··· TRECHO DO DOCUMENTO ···

Atualizado: 13 de mar. de 2023

por Pérola Mathias





“Ser mulher na música é humilhante”. Ainda estamos em março e eu já me peguei pensando e dizendo essa frase algumas vezes para expressar situações que passei sendo jornalista musical e produtora. Não, não foi esse ano que isso começou. E nem foi nesse ano, também, que eu comecei a trabalhar com música. Frequento assiduamente shows, festivais e espaços da música independente desde os meus 15 anos. Primeiro, porque era apaixonada por música e por descobrir novos artistas. Só que o que era diversão, depois de anos virou profissão. E, mesmo com uma trajetória consolidada como pesquisadora e com títulos acadêmicos sobre o tema, sabe o que eu escuto ainda hoje? “Nossa, porque a Pérola tem vindo a tantos shows sozinha?”. Inacreditável, não é? Mas é real. E é humilhante. É desanimador. É triste.


Diante desta e de tantas outras situações, o que podemos fazer? Acredito, de verdade, que nossa saída é tornar essas humilhações cotidianas do machismo estrutural uma forma de revolta e canalizar essa revolta para o debate e para a ação. Existem espaços e iniciativas que já discutem a presença feminina na música e o que tem maior destaque talvez seja o WME - Women Music Event, que todo ano promove discussões, oficinas, palestras, shows e encontros feito para mulheres e por mulheres. Além de promover uma premiação para as diferentes categorias de trabalho na área musical.


Para a coluna deste mês, que sai agora tão próximo ao 8 de março, eu convidei algumas mulheres da música que conheço e que exercem funções diferentes nesse ecossistema para me darem um breve relato da experiência delas. Vejam bem, nenhuma de nós é exceção. Todas nós temos histórias parecidas. E é por isso que bradamos por um mundo menos machista. Bora fazer a nossa parte na música?

··· LISTAGEM DE DADOS ···

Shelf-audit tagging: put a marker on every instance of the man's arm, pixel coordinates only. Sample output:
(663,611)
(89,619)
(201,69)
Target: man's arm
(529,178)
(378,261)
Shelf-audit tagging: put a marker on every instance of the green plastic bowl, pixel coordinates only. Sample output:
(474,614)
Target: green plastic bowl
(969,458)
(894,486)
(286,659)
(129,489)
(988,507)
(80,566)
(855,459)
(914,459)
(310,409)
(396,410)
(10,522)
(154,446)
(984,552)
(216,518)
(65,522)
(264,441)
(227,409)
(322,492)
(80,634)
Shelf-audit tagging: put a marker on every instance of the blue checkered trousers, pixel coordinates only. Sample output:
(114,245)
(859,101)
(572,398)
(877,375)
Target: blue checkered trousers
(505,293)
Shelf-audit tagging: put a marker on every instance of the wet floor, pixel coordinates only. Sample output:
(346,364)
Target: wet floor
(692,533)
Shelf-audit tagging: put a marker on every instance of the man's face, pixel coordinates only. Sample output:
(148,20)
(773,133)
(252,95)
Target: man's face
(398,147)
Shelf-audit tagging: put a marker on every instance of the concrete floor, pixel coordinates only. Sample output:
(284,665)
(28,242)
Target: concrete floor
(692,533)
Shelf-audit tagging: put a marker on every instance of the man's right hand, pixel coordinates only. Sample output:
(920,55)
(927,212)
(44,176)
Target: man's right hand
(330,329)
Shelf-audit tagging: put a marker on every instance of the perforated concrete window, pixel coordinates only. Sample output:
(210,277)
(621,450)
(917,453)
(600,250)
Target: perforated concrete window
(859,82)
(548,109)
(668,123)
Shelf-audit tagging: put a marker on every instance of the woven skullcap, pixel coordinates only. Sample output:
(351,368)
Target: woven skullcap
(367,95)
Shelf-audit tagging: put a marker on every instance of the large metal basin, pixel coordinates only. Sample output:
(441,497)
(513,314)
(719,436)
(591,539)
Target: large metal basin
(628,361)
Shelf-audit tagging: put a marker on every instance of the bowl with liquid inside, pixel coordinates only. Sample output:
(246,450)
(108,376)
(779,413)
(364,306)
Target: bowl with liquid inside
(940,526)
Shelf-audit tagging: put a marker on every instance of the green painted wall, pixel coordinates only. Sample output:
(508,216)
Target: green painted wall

···

ENUNCIADO DA TAREFA
Responda com base no trecho sobre mulheres na música:
(a) Desde que idade a autora frequenta shows, festivais e espaços da música independente?
(b) Que iniciativa o texto aponta como talvez a de maior destaque entre as que discutem a presença feminina na música?
(c) Quem a autora convidou para a coluna deste mês?

RESPOSTA ESPERADA
(a) Desde os 15 anos.
(b) O WME - Women Music Event.
(c) Algumas mulheres da música que ela conhece e que exercem funções diferentes nesse ecossistema, para darem um breve relato da experiência delas.